Input:
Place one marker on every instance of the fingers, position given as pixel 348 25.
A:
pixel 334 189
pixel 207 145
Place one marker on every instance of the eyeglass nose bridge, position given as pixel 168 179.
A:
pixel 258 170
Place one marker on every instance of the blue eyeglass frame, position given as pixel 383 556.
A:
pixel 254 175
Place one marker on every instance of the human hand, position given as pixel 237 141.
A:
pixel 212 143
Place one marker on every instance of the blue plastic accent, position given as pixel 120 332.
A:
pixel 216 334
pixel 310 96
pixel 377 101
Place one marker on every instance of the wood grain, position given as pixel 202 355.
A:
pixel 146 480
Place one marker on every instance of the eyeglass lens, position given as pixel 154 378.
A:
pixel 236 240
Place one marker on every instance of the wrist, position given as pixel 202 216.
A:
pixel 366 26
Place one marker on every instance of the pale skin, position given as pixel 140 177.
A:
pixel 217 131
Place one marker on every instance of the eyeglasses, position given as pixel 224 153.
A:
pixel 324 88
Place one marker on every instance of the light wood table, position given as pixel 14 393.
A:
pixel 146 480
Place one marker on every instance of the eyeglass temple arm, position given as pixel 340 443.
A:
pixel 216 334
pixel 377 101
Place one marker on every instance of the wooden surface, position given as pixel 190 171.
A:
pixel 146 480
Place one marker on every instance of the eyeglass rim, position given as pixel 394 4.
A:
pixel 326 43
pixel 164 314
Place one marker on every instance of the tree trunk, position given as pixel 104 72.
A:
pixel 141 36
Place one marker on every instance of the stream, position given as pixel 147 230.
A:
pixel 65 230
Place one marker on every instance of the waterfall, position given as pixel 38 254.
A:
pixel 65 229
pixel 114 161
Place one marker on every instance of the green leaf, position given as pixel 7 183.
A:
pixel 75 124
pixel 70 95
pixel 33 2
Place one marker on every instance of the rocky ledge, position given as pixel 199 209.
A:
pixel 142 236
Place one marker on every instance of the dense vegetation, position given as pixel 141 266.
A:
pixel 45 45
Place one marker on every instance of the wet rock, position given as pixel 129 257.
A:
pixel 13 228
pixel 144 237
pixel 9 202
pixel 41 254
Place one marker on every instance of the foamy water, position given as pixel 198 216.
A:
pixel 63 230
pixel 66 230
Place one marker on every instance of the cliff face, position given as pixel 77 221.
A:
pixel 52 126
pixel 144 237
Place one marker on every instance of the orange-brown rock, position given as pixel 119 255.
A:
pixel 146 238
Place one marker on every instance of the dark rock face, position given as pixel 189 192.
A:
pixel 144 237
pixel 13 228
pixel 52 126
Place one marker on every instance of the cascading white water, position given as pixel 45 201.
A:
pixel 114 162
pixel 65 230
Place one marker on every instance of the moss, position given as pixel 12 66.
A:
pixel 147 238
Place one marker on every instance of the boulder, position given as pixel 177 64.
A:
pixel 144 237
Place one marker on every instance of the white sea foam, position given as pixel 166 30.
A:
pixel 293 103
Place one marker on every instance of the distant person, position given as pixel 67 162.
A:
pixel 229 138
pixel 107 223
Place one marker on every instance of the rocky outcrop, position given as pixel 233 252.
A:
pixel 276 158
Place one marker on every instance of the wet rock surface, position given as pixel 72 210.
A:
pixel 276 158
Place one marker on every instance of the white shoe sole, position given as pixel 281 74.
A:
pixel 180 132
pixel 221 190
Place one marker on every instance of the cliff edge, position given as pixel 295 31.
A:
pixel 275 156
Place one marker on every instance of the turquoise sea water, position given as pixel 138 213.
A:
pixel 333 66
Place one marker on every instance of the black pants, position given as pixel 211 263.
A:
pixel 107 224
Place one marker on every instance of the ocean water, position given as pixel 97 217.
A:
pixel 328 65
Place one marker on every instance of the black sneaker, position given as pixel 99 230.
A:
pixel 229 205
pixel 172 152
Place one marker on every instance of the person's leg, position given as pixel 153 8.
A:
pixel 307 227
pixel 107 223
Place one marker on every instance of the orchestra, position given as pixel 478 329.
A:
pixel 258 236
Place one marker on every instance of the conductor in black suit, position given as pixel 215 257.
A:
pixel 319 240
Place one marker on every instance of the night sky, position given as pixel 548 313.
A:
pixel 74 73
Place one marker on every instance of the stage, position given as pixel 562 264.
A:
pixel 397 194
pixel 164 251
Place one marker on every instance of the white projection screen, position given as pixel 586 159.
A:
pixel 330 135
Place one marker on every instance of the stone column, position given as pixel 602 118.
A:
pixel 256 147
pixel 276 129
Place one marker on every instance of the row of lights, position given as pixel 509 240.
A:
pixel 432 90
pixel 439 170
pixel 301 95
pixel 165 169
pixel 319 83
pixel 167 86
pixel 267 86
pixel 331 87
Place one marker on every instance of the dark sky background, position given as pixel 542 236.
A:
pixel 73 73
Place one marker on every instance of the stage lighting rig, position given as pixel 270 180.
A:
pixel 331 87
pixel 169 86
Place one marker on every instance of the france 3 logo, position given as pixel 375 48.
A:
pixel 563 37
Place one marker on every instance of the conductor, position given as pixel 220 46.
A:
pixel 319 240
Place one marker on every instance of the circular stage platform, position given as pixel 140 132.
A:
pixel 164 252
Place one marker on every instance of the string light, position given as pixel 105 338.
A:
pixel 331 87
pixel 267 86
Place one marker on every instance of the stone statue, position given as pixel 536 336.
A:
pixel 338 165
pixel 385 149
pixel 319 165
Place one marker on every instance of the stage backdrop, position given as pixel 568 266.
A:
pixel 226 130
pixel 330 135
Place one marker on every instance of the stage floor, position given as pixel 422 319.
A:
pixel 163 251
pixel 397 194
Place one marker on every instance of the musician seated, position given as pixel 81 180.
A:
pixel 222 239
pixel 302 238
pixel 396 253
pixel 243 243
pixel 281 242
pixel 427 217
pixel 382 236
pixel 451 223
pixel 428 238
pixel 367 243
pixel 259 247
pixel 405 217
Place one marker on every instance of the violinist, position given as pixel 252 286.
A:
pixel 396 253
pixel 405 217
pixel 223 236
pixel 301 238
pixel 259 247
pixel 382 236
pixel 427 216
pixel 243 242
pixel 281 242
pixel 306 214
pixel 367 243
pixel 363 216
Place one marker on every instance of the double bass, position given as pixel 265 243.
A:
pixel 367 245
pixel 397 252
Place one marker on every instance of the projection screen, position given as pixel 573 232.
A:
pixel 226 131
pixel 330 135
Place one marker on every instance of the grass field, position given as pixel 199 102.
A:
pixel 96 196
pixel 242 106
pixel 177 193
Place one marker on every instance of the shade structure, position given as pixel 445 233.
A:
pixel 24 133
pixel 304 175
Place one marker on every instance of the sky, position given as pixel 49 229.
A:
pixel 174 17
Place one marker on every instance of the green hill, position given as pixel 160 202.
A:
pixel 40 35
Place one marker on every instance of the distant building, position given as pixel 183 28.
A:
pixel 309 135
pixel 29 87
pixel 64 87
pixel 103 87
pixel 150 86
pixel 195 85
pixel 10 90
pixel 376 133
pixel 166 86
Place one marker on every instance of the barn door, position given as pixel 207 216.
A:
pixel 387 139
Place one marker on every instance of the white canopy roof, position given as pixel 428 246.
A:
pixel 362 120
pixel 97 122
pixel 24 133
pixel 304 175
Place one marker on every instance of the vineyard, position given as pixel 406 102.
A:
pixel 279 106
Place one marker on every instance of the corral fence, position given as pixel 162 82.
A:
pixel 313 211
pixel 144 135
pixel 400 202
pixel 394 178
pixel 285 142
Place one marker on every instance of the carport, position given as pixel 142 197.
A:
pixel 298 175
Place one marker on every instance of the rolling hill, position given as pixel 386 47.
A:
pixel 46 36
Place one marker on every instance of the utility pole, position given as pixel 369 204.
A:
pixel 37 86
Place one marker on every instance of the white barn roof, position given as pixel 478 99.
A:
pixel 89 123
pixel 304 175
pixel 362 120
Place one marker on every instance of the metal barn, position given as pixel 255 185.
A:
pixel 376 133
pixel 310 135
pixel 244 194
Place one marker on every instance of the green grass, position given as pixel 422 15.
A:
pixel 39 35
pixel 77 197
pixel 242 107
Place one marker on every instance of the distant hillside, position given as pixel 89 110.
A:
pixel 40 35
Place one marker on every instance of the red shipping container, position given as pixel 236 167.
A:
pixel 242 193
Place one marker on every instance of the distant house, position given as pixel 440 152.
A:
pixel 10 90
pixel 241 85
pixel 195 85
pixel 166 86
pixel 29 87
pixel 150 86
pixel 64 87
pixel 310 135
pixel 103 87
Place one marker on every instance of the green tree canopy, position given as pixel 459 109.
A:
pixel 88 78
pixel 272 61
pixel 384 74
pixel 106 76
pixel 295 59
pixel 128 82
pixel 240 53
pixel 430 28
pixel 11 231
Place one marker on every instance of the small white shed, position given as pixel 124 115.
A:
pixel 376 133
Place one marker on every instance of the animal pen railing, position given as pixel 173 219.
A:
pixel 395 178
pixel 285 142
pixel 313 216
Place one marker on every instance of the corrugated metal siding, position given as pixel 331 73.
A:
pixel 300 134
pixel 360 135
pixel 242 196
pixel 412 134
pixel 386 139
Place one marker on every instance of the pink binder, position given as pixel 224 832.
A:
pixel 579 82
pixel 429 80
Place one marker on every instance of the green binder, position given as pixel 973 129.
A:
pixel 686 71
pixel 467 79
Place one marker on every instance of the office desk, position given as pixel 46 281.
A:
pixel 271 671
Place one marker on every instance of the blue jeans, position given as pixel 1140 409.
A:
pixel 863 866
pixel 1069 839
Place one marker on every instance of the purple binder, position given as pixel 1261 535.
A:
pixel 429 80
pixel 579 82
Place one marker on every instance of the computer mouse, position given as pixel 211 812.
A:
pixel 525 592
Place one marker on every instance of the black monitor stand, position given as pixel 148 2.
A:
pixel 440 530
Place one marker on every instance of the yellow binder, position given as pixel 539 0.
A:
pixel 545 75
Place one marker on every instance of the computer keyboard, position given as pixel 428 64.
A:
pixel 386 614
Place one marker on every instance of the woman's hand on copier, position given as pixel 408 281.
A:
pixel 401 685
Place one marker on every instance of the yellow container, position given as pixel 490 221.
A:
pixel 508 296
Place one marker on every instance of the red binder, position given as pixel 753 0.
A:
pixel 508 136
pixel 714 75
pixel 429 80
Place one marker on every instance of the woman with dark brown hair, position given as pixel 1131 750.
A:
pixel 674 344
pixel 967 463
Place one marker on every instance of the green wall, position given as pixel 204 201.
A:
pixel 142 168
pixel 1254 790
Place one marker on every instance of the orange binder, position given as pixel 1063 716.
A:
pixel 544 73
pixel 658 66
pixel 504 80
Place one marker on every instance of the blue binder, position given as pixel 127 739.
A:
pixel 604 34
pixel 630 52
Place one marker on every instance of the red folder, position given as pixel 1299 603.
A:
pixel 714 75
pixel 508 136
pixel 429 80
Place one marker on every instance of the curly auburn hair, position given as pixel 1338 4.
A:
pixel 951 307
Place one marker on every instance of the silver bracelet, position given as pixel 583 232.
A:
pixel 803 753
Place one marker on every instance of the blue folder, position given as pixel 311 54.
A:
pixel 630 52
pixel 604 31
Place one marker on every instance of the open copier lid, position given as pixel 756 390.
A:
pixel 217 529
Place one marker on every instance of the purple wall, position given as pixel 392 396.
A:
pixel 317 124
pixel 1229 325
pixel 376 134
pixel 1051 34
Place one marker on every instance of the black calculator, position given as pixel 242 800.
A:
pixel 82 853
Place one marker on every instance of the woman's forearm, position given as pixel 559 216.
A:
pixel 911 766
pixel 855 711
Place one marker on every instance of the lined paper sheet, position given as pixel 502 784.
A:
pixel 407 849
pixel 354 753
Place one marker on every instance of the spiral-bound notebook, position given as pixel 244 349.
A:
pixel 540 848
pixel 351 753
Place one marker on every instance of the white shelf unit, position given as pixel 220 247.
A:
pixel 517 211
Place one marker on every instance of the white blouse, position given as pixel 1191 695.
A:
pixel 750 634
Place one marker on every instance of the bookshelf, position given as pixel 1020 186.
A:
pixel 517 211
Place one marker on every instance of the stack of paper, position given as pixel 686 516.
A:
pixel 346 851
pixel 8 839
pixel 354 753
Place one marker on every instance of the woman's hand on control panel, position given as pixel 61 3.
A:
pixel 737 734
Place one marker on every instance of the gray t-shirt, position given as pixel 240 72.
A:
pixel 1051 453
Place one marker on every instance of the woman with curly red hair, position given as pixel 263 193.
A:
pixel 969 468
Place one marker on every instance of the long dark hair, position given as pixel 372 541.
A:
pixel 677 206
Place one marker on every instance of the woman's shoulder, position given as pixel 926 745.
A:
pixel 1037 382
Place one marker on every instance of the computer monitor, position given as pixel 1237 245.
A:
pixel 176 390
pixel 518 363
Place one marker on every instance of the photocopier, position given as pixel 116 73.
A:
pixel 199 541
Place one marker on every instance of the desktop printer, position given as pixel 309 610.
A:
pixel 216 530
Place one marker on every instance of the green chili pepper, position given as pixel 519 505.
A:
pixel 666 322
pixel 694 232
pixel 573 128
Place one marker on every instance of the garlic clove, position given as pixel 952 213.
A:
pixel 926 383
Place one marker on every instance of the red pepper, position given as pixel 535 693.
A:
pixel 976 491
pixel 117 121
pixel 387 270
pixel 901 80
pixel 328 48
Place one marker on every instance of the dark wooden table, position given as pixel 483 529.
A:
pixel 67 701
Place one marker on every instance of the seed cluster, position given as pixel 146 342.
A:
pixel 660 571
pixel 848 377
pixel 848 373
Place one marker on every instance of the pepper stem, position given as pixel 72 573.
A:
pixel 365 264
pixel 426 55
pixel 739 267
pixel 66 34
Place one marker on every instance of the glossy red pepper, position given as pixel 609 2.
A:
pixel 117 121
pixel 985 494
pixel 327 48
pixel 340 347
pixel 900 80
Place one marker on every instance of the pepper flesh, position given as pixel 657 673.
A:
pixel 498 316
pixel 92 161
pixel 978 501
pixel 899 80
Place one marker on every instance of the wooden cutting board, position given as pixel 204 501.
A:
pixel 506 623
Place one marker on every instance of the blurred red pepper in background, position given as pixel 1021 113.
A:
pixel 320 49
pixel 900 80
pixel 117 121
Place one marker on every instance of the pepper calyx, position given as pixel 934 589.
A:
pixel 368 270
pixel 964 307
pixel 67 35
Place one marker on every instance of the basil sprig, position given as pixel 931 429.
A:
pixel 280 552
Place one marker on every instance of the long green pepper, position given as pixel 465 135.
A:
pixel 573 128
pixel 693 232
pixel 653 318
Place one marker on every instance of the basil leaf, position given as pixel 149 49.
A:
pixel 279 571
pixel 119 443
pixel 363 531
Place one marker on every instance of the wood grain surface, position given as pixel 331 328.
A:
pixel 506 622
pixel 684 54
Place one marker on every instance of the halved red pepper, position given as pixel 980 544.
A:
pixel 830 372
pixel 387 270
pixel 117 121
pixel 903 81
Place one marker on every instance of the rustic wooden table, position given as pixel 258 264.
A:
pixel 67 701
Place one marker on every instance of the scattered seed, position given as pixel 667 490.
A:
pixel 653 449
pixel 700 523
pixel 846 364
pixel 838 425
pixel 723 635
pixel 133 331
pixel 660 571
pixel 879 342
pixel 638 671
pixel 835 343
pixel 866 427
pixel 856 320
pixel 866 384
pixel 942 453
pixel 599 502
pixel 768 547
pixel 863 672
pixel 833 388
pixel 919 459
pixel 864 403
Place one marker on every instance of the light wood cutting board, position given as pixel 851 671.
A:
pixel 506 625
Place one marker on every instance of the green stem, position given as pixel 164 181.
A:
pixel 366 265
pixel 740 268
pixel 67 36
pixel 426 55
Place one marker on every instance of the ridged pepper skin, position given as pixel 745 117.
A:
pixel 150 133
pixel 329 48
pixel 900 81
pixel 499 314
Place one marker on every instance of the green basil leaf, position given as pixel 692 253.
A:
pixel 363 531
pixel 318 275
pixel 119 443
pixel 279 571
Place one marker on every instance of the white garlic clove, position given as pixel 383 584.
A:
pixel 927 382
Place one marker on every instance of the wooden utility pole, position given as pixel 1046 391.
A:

Objective:
Write out the records verbatim, from the line containing "Place one marker on every instance of the white blouse, position" through the line containing "pixel 328 48", including both of those lines.

Answer to the task:
Place one marker on every instance of the white blouse, position given as pixel 1191 695.
A:
pixel 750 634
Place one marker on every instance of the bookshelf, position given as pixel 1020 186.
A:
pixel 517 211
Place one marker on every instance of the stack of paper, position given as pixel 686 516.
A:
pixel 346 851
pixel 8 839
pixel 354 753
Place one marker on every instance of the woman's hand on control panel, position given as pixel 61 3.
A:
pixel 737 734
Place one marker on every instance of the gray t-shirt, position given as pixel 240 72.
A:
pixel 1051 453
Place one marker on every instance of the woman with curly red hair, position given as pixel 263 193.
A:
pixel 969 468
Place one marker on every instance of the long dark hair, position given as pixel 372 541.
A:
pixel 677 206
Place one marker on every instance of the woman's shoulder, position given as pixel 926 745.
A:
pixel 1037 382
Place one marker on every instance of the computer monitor, position given as pixel 1237 245.
A:
pixel 176 390
pixel 518 363
Place one marker on every instance of the photocopier, position given as pixel 116 73.
A:
pixel 199 541
Place one marker on every instance of the desktop printer, position given as pixel 309 610.
A:
pixel 216 530
Place one marker on every instance of the green chili pepper, position given as pixel 519 505.
A:
pixel 666 322
pixel 694 232
pixel 573 128
Place one marker on every instance of the garlic clove, position given as pixel 952 213.
A:
pixel 926 383
Place one marker on every instance of the red pepper, position given as pixel 535 693.
A:
pixel 976 491
pixel 117 121
pixel 387 270
pixel 901 80
pixel 328 48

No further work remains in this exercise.